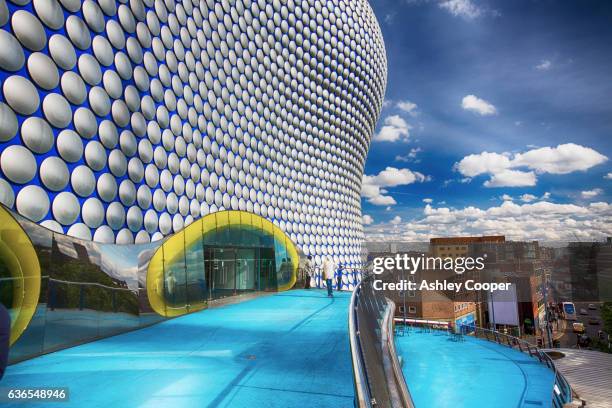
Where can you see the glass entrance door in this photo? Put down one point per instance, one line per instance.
(231, 271)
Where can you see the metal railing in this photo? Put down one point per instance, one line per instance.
(562, 391)
(378, 378)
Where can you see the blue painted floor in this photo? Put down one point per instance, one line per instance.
(474, 373)
(286, 350)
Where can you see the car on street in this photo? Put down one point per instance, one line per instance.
(594, 321)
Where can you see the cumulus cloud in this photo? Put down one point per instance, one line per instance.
(505, 169)
(544, 65)
(395, 128)
(408, 107)
(411, 156)
(373, 187)
(527, 198)
(461, 8)
(563, 159)
(591, 193)
(541, 220)
(478, 105)
(512, 178)
(485, 162)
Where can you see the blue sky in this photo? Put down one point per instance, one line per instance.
(527, 82)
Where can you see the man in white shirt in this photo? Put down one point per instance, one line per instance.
(328, 273)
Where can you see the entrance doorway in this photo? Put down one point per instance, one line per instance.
(231, 271)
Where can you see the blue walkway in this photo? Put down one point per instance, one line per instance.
(475, 373)
(286, 350)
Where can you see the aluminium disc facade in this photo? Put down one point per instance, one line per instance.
(124, 121)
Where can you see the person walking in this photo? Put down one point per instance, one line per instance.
(309, 272)
(339, 273)
(328, 274)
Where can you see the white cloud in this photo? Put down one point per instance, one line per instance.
(544, 65)
(563, 159)
(411, 156)
(527, 198)
(480, 106)
(373, 187)
(382, 200)
(485, 162)
(461, 8)
(591, 193)
(532, 221)
(505, 168)
(395, 128)
(512, 178)
(408, 107)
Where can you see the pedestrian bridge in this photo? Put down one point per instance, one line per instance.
(280, 350)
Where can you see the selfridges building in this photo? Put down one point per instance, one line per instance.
(124, 121)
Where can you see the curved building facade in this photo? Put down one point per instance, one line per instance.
(124, 121)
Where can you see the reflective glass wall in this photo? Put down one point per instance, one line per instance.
(224, 254)
(61, 291)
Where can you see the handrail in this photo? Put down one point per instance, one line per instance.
(362, 392)
(377, 374)
(90, 284)
(562, 391)
(399, 386)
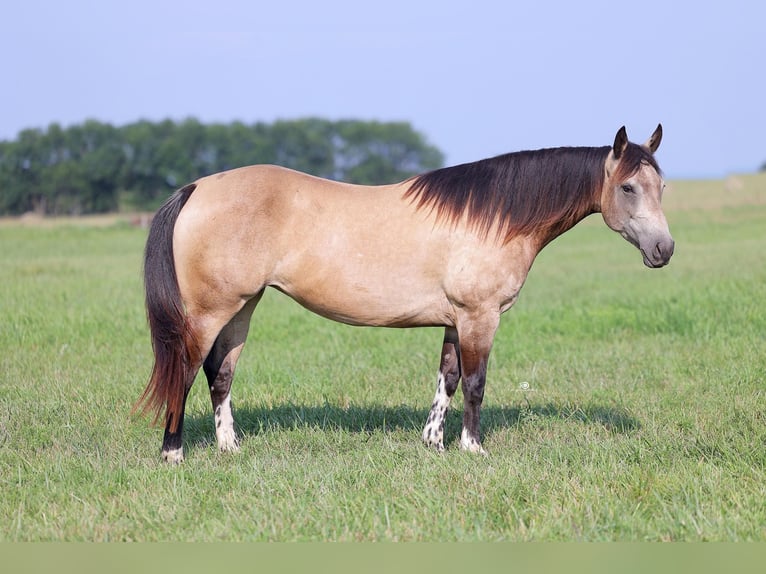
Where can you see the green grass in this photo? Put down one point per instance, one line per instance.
(642, 418)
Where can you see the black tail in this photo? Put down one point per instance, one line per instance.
(172, 340)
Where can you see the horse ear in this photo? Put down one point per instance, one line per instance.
(654, 142)
(620, 142)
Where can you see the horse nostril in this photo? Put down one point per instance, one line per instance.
(664, 251)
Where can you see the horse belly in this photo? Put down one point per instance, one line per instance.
(381, 294)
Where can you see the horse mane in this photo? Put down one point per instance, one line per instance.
(521, 193)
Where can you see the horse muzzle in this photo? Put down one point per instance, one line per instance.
(659, 252)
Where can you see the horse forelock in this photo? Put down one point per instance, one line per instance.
(631, 160)
(519, 193)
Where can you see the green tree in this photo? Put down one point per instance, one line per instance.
(94, 167)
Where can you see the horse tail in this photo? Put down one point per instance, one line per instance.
(172, 339)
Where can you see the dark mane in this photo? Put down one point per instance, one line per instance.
(526, 192)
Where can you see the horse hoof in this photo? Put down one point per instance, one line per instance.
(173, 456)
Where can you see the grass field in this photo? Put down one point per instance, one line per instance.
(622, 403)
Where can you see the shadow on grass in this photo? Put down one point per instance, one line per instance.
(369, 418)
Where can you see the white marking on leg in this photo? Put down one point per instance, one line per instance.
(224, 427)
(433, 432)
(469, 443)
(174, 455)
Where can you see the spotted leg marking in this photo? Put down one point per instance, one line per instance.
(219, 369)
(225, 434)
(447, 380)
(433, 432)
(476, 335)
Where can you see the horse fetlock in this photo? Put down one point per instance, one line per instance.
(173, 455)
(227, 440)
(433, 437)
(470, 443)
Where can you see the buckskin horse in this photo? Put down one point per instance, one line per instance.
(449, 248)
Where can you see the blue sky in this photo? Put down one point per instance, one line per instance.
(477, 78)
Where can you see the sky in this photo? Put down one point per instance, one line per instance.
(477, 78)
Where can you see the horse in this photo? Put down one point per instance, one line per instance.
(449, 248)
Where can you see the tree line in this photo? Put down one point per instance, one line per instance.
(95, 167)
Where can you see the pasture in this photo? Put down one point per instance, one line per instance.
(622, 403)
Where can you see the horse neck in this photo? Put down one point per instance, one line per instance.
(568, 219)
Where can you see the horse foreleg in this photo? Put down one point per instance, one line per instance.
(476, 338)
(219, 369)
(447, 380)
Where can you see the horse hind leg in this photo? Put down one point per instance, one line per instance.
(219, 369)
(447, 382)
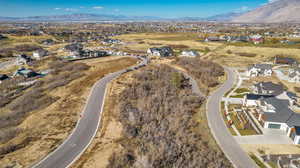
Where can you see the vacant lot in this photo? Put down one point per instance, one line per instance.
(158, 125)
(44, 128)
(225, 54)
(142, 41)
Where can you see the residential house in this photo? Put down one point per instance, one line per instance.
(27, 73)
(161, 52)
(268, 88)
(189, 53)
(251, 100)
(23, 59)
(276, 114)
(48, 42)
(39, 54)
(213, 39)
(260, 70)
(285, 61)
(2, 37)
(74, 47)
(239, 39)
(294, 75)
(3, 77)
(91, 54)
(256, 39)
(111, 41)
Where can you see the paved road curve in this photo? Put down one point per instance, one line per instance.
(226, 141)
(86, 127)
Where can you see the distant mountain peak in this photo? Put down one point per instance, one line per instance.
(273, 12)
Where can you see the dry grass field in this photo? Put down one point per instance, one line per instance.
(105, 142)
(54, 123)
(225, 54)
(108, 138)
(142, 41)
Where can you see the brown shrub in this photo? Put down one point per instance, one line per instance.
(8, 134)
(157, 112)
(206, 71)
(179, 47)
(243, 54)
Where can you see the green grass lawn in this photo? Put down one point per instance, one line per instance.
(242, 131)
(257, 161)
(238, 96)
(241, 90)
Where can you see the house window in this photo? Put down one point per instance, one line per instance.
(293, 136)
(274, 126)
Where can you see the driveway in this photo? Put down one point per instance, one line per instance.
(83, 134)
(269, 137)
(233, 151)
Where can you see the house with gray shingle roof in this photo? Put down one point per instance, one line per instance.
(260, 70)
(268, 88)
(294, 75)
(276, 114)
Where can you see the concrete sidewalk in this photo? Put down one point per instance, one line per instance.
(269, 137)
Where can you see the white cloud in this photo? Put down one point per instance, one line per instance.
(98, 7)
(70, 9)
(243, 9)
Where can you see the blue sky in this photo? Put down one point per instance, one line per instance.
(162, 8)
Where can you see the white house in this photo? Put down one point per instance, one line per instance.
(294, 75)
(39, 54)
(275, 113)
(23, 59)
(260, 70)
(189, 53)
(161, 52)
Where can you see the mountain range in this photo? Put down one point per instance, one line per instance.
(103, 17)
(275, 12)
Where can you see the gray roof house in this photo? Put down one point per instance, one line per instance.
(260, 70)
(3, 77)
(189, 53)
(294, 75)
(268, 88)
(276, 114)
(161, 52)
(23, 59)
(39, 53)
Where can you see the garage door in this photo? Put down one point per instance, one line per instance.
(274, 126)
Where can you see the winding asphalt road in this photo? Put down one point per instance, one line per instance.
(238, 157)
(86, 128)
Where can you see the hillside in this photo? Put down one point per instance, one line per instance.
(275, 12)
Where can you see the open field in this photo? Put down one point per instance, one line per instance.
(54, 123)
(225, 54)
(112, 139)
(141, 42)
(272, 149)
(105, 142)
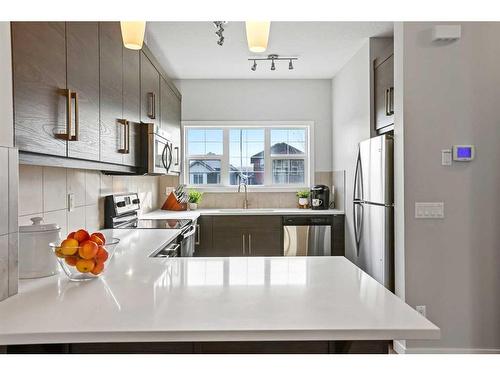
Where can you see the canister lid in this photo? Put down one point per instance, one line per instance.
(38, 226)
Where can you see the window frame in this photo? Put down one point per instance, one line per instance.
(308, 156)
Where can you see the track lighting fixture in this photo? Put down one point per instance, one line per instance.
(273, 58)
(254, 66)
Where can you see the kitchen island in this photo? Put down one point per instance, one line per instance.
(144, 299)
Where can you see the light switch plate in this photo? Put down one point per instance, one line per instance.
(429, 210)
(446, 157)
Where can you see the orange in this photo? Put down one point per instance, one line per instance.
(69, 246)
(85, 265)
(71, 260)
(102, 255)
(101, 236)
(88, 249)
(96, 239)
(98, 268)
(81, 235)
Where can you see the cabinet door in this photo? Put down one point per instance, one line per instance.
(384, 93)
(39, 76)
(170, 117)
(112, 131)
(203, 244)
(82, 41)
(150, 92)
(132, 103)
(228, 236)
(264, 235)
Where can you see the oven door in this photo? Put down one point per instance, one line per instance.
(159, 154)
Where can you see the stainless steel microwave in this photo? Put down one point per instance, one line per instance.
(159, 154)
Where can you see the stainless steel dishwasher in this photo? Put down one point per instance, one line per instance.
(307, 235)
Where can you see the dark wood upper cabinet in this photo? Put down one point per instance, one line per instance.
(112, 131)
(170, 116)
(132, 103)
(39, 70)
(150, 92)
(384, 92)
(82, 46)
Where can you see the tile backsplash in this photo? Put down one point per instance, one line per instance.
(43, 191)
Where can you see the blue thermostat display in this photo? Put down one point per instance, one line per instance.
(463, 152)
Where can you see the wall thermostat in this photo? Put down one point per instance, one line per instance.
(463, 152)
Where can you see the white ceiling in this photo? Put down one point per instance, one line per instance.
(189, 50)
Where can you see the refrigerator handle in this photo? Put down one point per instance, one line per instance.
(356, 176)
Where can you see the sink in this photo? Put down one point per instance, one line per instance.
(243, 210)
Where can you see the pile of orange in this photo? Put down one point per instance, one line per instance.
(84, 251)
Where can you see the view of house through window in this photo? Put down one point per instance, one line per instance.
(264, 155)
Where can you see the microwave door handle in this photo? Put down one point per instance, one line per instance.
(163, 157)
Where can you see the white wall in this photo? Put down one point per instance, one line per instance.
(264, 100)
(452, 96)
(351, 124)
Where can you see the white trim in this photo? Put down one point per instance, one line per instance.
(269, 187)
(400, 348)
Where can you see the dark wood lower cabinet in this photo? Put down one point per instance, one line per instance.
(221, 347)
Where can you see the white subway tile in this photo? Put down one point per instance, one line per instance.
(76, 185)
(54, 189)
(92, 187)
(4, 190)
(76, 219)
(30, 189)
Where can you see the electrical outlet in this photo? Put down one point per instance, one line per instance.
(71, 202)
(422, 310)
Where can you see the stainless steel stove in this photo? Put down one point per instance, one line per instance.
(122, 212)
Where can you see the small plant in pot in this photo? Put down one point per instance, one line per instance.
(303, 196)
(194, 199)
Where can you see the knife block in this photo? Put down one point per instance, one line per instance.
(171, 204)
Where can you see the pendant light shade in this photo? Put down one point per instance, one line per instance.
(133, 33)
(257, 35)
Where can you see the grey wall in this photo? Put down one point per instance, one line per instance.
(249, 100)
(351, 124)
(451, 95)
(8, 173)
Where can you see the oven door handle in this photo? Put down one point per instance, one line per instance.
(189, 233)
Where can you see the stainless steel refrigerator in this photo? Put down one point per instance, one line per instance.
(373, 209)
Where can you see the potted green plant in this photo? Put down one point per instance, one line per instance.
(303, 196)
(194, 199)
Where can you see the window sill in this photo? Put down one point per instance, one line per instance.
(251, 189)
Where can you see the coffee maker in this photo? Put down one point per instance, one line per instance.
(320, 197)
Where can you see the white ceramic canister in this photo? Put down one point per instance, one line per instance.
(36, 258)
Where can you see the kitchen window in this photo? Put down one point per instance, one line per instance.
(269, 155)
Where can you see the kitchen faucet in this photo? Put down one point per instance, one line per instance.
(243, 181)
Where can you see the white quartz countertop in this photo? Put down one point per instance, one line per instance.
(208, 299)
(163, 214)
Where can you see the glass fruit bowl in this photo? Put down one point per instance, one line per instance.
(83, 261)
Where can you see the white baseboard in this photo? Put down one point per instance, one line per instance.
(400, 348)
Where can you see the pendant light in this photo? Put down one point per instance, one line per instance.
(133, 33)
(257, 35)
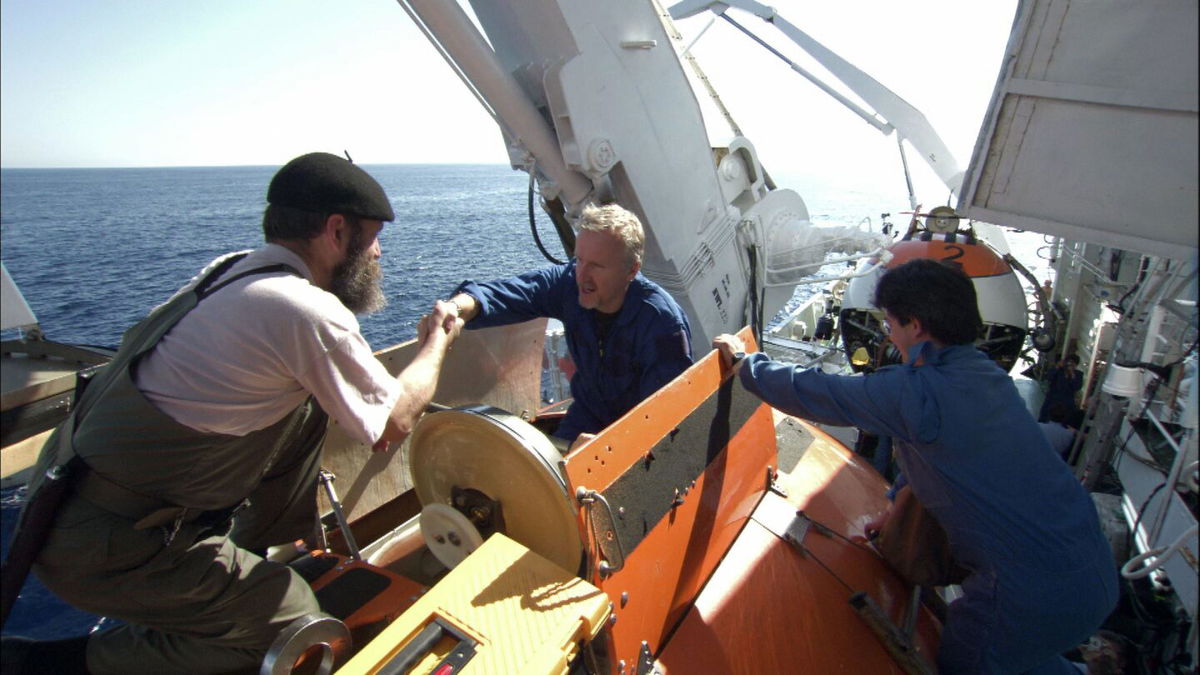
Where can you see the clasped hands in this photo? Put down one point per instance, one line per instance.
(443, 321)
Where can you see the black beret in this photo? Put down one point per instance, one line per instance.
(328, 184)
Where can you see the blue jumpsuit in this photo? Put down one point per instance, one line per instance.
(648, 344)
(1042, 577)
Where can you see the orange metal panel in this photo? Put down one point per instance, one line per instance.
(769, 608)
(975, 258)
(666, 569)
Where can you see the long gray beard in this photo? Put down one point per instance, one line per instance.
(358, 282)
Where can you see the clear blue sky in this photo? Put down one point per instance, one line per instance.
(223, 82)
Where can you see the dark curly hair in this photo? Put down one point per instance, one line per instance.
(941, 297)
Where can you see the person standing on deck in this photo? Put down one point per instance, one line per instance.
(625, 334)
(1041, 574)
(198, 446)
(1062, 386)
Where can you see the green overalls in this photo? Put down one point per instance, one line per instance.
(143, 533)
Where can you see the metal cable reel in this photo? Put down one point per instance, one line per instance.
(480, 470)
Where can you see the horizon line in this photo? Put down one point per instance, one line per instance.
(234, 166)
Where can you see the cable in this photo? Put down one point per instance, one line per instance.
(533, 222)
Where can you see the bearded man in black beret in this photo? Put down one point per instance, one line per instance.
(198, 446)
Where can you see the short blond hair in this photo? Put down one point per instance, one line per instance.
(621, 223)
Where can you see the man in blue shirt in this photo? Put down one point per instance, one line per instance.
(1041, 574)
(625, 334)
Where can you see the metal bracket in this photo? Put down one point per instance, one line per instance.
(773, 484)
(604, 530)
(783, 520)
(327, 479)
(298, 637)
(646, 661)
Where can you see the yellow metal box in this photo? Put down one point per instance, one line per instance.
(504, 609)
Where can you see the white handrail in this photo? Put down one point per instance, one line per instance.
(1161, 555)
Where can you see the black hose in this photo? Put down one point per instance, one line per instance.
(533, 226)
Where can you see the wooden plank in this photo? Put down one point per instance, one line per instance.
(19, 457)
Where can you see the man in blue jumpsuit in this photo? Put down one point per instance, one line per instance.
(625, 334)
(1041, 575)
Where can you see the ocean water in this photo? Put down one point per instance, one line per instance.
(94, 250)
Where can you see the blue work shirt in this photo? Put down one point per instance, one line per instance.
(647, 345)
(1042, 574)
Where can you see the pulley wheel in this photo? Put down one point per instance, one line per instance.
(508, 460)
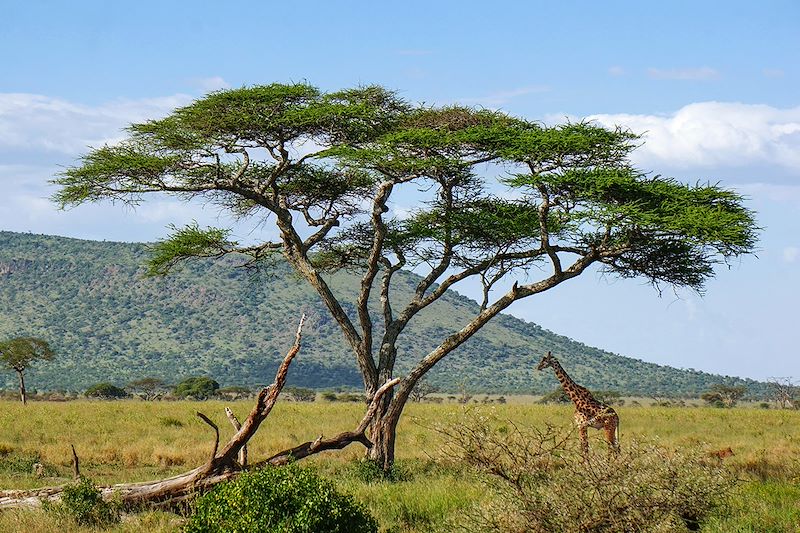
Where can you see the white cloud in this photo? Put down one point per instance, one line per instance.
(32, 122)
(700, 73)
(774, 193)
(773, 72)
(712, 134)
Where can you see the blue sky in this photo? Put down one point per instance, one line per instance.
(712, 84)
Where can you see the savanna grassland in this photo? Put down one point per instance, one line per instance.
(122, 441)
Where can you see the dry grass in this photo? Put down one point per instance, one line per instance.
(132, 441)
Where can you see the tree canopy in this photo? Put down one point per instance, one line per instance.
(495, 197)
(19, 353)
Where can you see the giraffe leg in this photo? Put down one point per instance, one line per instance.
(610, 427)
(584, 435)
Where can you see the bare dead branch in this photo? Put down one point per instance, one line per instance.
(222, 466)
(76, 468)
(237, 426)
(208, 421)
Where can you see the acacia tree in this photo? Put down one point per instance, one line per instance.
(19, 353)
(504, 198)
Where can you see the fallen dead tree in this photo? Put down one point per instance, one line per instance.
(223, 464)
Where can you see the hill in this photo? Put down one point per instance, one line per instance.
(107, 322)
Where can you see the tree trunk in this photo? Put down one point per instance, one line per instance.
(22, 394)
(383, 435)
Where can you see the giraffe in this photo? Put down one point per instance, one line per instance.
(588, 411)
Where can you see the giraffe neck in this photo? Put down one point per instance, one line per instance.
(573, 390)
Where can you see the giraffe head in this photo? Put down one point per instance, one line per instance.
(547, 361)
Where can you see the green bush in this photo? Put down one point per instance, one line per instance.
(300, 394)
(106, 391)
(280, 499)
(83, 503)
(540, 482)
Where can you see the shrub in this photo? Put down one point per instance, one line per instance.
(286, 499)
(329, 396)
(199, 387)
(83, 503)
(300, 394)
(106, 391)
(541, 482)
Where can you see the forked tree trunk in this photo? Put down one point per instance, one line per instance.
(224, 464)
(383, 435)
(22, 395)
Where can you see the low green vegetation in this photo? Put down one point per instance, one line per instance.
(286, 499)
(82, 504)
(106, 391)
(432, 488)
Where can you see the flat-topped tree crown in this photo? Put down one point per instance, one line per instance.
(495, 196)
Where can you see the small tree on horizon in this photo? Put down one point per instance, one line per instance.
(724, 395)
(496, 199)
(198, 387)
(19, 353)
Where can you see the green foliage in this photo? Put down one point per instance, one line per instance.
(149, 388)
(286, 499)
(18, 353)
(198, 387)
(83, 503)
(329, 396)
(106, 391)
(724, 395)
(542, 483)
(186, 243)
(300, 394)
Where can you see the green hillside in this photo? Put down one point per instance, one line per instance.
(108, 323)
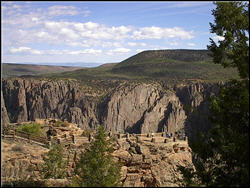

• [Given problem]: Convert the records from the line with "Where can you see the dark curly" up to and including the line with "(1062, 386)" into a two-column CSV with the headers text and coordinates, one row per record. Wrap each field in quotation marks and replace any line breaks inside a field with spaces.

• [Solved problem]:
text,coordinates
"Where can you see the dark curly hair in this photo? Put down one point per instance, one line per instance.","(941, 297)"
"Where can you see the person standing on deck in this photo? Put down one point per instance, one line per instance.","(625, 334) (1041, 574) (198, 446) (1062, 386)"